→ **Work to be completed**
Extend the blog post on Bessel's correction below, continuing directly after its final line.

Deviation Deep Dive: Part III

Posted on Feb 9, 2025

library(tidyverse)
library(kaimeleon)
ACCENT <- "#f7d060"

Introduction

In previous blog posts [1] [2], I’ve alluded to the fact that when we calculate the standard deviation, we sometimes divide by $n - 1$ (that is, one less than the number of samples we have) rather than $n$ . This is known as ‘Bessel’s correction’, and it’s typically sneaked in after learning how to calculate the standard deviation, hopefully quickly enough so you won’t notice. However, I think it’s fairly common to ask why we do this, and the standard response is usually a mumbling answer along the lines of it being a correction factor, and that you should only do it if you’re estimating the standard deviation from a sample rather than using the whole population, turning this corrective factor not only into a mysterious oddity, but now also part of a shadowy ritual. My thoughts to this answer were typically ‘correction for what?’ and ‘wow that seems pretty haphazard’, and usually resulted in me always dividing by $n - 1$ and hoping nothing bad would happen.

During my quest for enlightenment, I came across several different explanations, with varying levels of detail and coherence, which I’ll explain back to you in order of increasing detail. I very much regret this endeavor.

Conventions

Unfortunately, this blog post is going to contain some math. Instead of breaking up proofs by saying ‘and we can do this step because of XYZ’ which can make following along difficult, I’m doing to include symbols above equals signs that will direct you to a section in the appendix that should show you why this is possible. For instance:

$\begin{array}{r} E [A + B] \overset{1}{=} E [A] + E [B] \end{array}$

Where 1 corresponds to the number in the appendix.

Also, I tried my best to use colors in equations to draw your attention to the changing parts. Apologies if it’s distracting. I find my eyes glaze over pretty quickly if they don’t have ’landmarks’.

Finally, I’ve chosen to collapse code that I didn’t find pertinent to the lesson at hand, but feel free to expand it if you’re interested!

Explanation I: It just works, OK?

The first and easiest way to look at this is to simply not look at it, a tactic similar to the ‘it’s working don’t touch it’ strategy I take with particularly arcane sections of code. So maybe we should kick the tires and make sure this thing is even working in the first place. It certainly would be convenient if we didn’t actually need this thing in the first place.

Let’s simulate some samples:

set.seed(13)
replicates <- 100000
n <- 10
sd <- 10
samples <- replicate(replicates, rnorm(n, sd = sd), simplify = FALSE)

And let’s plot some samples to wrap our head around them:

Plotting code

some <- 20
plotting_data <- data.frame(
  value = unlist(samples[seq_len(some)]),
  replicate = factor(rep(seq_len(some), each = n))
)
ggplot(plotting_data, aes(value, replicate, color = 1)) +
  geom_vline(xintercept = 0, color = "white", linewidth = 0.2) +
  geom_point(shape = 1) +
  theme_kai("dark") +
  theme(
    legend.position = "none",
    axis.text.y = element_blank(),
    panel.grid.minor = element_blank()

→ **Provided material**
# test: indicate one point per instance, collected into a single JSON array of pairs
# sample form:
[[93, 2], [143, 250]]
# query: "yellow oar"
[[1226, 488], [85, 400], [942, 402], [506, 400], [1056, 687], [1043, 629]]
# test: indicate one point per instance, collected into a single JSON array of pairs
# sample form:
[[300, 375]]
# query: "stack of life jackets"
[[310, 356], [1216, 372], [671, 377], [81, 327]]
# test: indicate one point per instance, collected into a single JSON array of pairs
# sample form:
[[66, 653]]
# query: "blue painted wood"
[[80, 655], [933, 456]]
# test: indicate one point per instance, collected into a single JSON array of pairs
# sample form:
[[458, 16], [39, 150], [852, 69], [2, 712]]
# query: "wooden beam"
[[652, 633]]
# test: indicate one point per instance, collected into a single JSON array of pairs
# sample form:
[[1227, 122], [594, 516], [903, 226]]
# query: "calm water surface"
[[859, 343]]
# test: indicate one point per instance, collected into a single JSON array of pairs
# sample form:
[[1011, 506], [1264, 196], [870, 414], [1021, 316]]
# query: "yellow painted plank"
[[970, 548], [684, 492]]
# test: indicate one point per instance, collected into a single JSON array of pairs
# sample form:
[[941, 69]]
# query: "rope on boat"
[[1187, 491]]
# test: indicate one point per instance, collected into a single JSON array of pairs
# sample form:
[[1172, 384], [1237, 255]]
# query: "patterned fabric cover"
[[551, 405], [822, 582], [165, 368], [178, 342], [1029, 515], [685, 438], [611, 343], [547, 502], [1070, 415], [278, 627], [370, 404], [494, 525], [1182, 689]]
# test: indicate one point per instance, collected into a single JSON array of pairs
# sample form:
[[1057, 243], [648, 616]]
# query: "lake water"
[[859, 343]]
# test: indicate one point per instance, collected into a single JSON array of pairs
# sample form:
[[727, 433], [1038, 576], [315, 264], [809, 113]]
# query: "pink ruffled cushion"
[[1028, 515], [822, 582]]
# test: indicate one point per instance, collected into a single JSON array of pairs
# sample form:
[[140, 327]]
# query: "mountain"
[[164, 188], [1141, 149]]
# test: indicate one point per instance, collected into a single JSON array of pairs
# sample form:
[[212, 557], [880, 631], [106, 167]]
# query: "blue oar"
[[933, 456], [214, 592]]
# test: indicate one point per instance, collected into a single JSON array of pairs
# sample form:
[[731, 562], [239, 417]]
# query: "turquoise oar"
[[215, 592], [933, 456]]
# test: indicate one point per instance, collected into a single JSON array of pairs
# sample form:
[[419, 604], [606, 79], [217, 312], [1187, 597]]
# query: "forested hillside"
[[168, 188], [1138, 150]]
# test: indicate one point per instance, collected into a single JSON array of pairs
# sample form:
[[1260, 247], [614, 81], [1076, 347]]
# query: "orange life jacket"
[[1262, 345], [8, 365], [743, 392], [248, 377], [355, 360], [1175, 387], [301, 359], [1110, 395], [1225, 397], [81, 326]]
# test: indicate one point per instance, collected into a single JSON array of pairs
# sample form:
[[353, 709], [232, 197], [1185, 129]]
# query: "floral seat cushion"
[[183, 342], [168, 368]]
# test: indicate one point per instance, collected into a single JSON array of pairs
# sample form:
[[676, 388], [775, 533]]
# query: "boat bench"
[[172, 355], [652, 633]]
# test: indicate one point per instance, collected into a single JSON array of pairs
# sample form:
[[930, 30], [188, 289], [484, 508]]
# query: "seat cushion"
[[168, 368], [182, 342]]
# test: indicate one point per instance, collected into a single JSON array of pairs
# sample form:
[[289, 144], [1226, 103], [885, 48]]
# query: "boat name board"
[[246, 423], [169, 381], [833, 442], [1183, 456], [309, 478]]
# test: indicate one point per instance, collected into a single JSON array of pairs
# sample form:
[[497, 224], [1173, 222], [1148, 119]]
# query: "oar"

→ **Written answer**
  ) +
  labs(x = NULL, y = "Replicate")

Each replicate has 10 values in it, sampled from a normal distribution with a mean of 0 and a standard deviation of 10.

However, just because it was sampled from a distribution with those parameters doesn’t mean that the samples themselves will have those parameters on average (that is to say, the sampling distribution isn’t guaranteed to have a mean equal to the population statistic, aka bias), so let’s check it out:

# We're creating our own functions because R's automatically applies Bessel's
# correction
calc_var <- function(values, center = mean(values)) {
  n <- length(values)
  sq_diffs <- (values - center)^2
  sum(sq_diffs/n)
}
calc_sd <- function(values, center = mean(values)) {
  sqrt(calc_var(values, center))
}

sds <- sapply(samples, calc_sd)

Plotting code

plot <- ggplot(data.frame(x = sds), aes(x)) +
  theme_kai() +
  geom_histogram(bins = 1000) +
  geom_vline(xintercept = sd, color = ACCENT) +
  geom_vline(xintercept = mean(sds), color = ACCENT, linetype = 2) +
  labs(x = "Sample SD", y = NULL)
ggsave("sds.png", plot, dpi = 300, width = 4, height = 4, units = "in")

In this figure I’m showing the distribution of the calculated sample standard deviations (without correction!!) for all 100,000 samples. The dotted line represents the mean of the sampling distribution, while the solid line represents the true population standard deviation. As you can tell, it’s being a bit underestimated.

What about if we use Bessel’s correction?

# Using R's built-in sd function, which applies Bessel's correction
sds <- sapply(samples, sd)

Plotting code

plot <- ggplot(data.frame(x = sds), aes(x)) +
  theme_kai() +
  geom_histogram(bins = 1000) +
  geom_vline(xintercept = sd, color = ACCENT) +
  geom_vline(xintercept = mean(sds), color = ACCENT, linetype = 2) +
  labs(x = "Sample SD", y = NULL)
ggsave("sds_w_bessel.png", plot, dpi = 300, width = 4, height = 4, units = "in")

This helps quite a bit (though it isn’t perfect).

For leading and didactic reasons, let’s also look at the distributions of the sample variances without and with Bessel’s correction:

vars <- sapply(samples, calc_var)

Plotting code

plot <- ggplot(data.frame(x = vars), aes(x)) +
  theme_kai() +
  geom_histogram(bins = 1000) +
  geom_vline(xintercept = sd^2, color = ACCENT) +
  geom_vline(xintercept = mean(vars), color = ACCENT, linetype = 2) +
  labs(x = "Sample Variance", y = NULL)
ggsave("vars.png", plot, dpi = 300, width = 4, height = 4, units = "in")

vars <- sapply(samples, var)

Plotting code

plot <- ggplot(data.frame(x = vars), aes(x)) +
  theme_kai() +
  geom_histogram(bins = 1000) +
  geom_vline(xintercept = sd^2, color = ACCENT) +
  geom_vline(xintercept = mean(vars), color = ACCENT, linetype = 2) +
  labs(x = "Sample Variance", y = NULL)
ggsave("vars_w_bessel.png", plot, dpi = 300, width = 4, height = 4, units = "in")

You’ll notice that while the sample variance consistently underestimated the population variance before Bessel’s correction, it lined up nearly exactly after we used Bessel’s correction. We are forced to agree that Bessel’s correction is doing something good, and is worth investigating further.

Explanation II: It accounts for reusing data

Besides the explanation of ‘it just does work, do it’ (which is, admittedly, not an explanation but rather a motivation), we can explain Bessel’s correction in terms of combating ‘data-reuse’.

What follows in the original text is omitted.